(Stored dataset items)
·····

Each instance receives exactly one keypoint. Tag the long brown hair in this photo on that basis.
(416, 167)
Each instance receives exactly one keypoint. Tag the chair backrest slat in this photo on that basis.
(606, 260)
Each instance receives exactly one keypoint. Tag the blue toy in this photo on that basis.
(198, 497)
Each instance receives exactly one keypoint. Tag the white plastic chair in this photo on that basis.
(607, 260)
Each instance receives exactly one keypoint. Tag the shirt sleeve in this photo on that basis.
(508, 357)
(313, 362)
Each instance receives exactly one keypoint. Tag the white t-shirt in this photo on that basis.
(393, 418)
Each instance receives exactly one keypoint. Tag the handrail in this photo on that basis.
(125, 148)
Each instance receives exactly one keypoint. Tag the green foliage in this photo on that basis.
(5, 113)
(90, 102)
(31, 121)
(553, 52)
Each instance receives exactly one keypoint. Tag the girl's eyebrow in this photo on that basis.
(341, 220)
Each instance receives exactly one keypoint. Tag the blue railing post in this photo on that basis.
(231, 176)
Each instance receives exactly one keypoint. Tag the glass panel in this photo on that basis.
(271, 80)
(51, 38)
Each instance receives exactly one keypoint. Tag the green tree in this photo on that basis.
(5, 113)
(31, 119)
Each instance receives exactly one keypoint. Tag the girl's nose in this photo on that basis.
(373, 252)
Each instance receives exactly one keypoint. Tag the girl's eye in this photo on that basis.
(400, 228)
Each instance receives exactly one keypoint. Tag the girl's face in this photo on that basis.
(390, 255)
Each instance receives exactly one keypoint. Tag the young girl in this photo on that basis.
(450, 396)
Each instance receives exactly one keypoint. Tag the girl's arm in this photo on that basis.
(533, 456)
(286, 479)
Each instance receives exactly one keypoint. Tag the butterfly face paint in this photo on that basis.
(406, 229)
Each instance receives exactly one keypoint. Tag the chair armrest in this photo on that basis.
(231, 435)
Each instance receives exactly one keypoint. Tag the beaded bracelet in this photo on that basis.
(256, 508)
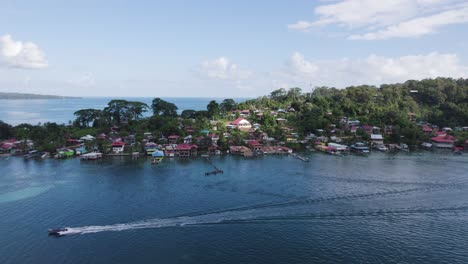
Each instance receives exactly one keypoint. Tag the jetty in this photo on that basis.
(215, 171)
(305, 159)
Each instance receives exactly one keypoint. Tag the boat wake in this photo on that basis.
(291, 210)
(252, 217)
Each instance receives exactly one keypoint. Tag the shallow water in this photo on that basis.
(61, 111)
(405, 208)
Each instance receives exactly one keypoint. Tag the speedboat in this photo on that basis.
(57, 232)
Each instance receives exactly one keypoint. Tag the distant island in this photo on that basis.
(26, 96)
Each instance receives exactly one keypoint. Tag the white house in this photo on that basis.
(377, 139)
(241, 123)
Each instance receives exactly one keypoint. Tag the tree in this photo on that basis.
(136, 109)
(227, 105)
(86, 116)
(213, 108)
(163, 108)
(188, 114)
(6, 131)
(116, 110)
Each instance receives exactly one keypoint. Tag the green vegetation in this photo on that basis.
(282, 115)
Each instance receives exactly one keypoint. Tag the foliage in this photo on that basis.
(163, 108)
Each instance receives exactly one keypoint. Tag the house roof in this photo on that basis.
(185, 146)
(238, 120)
(427, 129)
(444, 139)
(118, 144)
(254, 143)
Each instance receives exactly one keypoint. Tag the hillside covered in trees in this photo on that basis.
(402, 107)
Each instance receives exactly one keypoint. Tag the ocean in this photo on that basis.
(384, 208)
(61, 111)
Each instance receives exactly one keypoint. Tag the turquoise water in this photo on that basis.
(61, 111)
(404, 208)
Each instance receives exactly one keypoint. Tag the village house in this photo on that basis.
(244, 113)
(173, 139)
(214, 138)
(443, 142)
(427, 130)
(241, 124)
(240, 150)
(377, 139)
(254, 145)
(185, 150)
(118, 146)
(188, 139)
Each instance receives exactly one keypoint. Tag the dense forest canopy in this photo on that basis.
(440, 101)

·····

PROBLEM: Strip the images and reproduce the remaining records precisely.

TASK ANSWER:
Each instance receives exactly one keypoint. Tag the long brown hair in this photo on that basis.
(416, 167)
Each instance receives exactly one keypoint. Tag the chair backrest slat in this photo on that basis.
(606, 260)
Each instance receives exactly one keypoint. Tag the blue toy in this photo on that basis.
(198, 497)
Each instance receives exactly one keypoint. Tag the white plastic chair in this photo on that basis.
(607, 260)
Each instance receives exactly one keypoint. Tag the shirt sleeve in this photo on that basis.
(508, 357)
(313, 362)
Each instance receives exactly one keypoint. Tag the white t-shirt in this photo on that basis.
(393, 418)
Each instance receives exactly one keypoint. Tag the handrail in this photo on that basis.
(125, 148)
Each instance receives exactly one keypoint. Tag the green foliage in this photo on that basis.
(5, 113)
(90, 102)
(31, 121)
(553, 52)
Each instance receives exactly one keypoint. Tag the girl's eyebrow in this photo on that basis.
(341, 220)
Each instance receives exactly one keypoint. Tag the blue railing post in this photo on that basis.
(231, 176)
Each instance receives exactly one keypoint. Tag the glass panel in this photo on that basis.
(271, 80)
(51, 38)
Each instance receives exactly one keypoint. Tag the green tree in this photo on that basis.
(5, 113)
(31, 119)
Each instance receives exactly one keypoint. Tag the girl's nose in this photo on that basis.
(373, 252)
Each instance receives exactly one keypoint. Tag the girl's eye in this photo on that basis.
(400, 228)
Each instance receives exactly one keypoint. Tag the girl's face in this photo on that basis.
(390, 255)
Each instance receives exactly one keypoint. Tag the young girl in this photo on that basis.
(450, 396)
Each instance receives exactly one keypoint. Tag the girl's arm in this photo on that basis.
(533, 456)
(286, 479)
Each instance receives exactly one keypoint. Tag the butterfly face paint in this photo on that basis.
(406, 229)
Each instance receives exactly one keypoint. Tag the chair armrest in this photo on that basis.
(231, 435)
Each instance receives exactly one keypoint. Tag the beaded bracelet in this photo on that basis.
(256, 508)
Each instance receives exactly one keypoint. Tag the jetty in this photo on that basis.
(215, 171)
(305, 159)
Each instance receives exactly one keypoint. Tag the boat wake in this photo on that basis.
(291, 210)
(252, 217)
Each instance receives exactly one keypoint. Tag the shallow water in this photo on that basis.
(61, 111)
(405, 208)
Each instance receives exactly one keypoint. Tag the speedboat in this photo on that basis.
(57, 232)
Each instance receives exactly one keypoint. Tag the distant island in this photo on that basis.
(26, 96)
Each instance receives exactly one keypoint. Tag the white house in this photo on that basis.
(377, 139)
(241, 123)
Each instance receives exactly one keypoint. Tag the tree in this photo on that basis.
(136, 109)
(227, 105)
(86, 116)
(213, 108)
(163, 108)
(188, 114)
(6, 131)
(116, 110)
Each instance receives exactly one keypoint. Tag the green vegetation in this photo on that basis.
(282, 115)
Each instance receives exactly one keypoint. Tag the foliage in this photo on that basis.
(163, 108)
Each instance receives exactly one keypoint. Tag the house roof in this photo on that basis.
(185, 146)
(238, 120)
(427, 129)
(444, 139)
(118, 144)
(254, 143)
Each instance receives exactly one keypoint. Tag the hillside covered in trees in this photo on that basis.
(402, 107)
Each instance receives exactly one keypoint. Tag the ocean in this photo on that basis.
(384, 208)
(61, 111)
Each instance receives exactly one keypoint. Tag the turquoise water in this photo on that basis.
(61, 111)
(404, 208)
Each instance receives exactly one keypoint. Tag the village house in this photo on that basis.
(244, 113)
(173, 139)
(214, 138)
(443, 142)
(427, 130)
(241, 124)
(240, 150)
(377, 139)
(254, 145)
(185, 150)
(118, 146)
(188, 139)
Each instance receives exactly one keypoint. Tag the dense forest canopy in this photo on that basis.
(440, 101)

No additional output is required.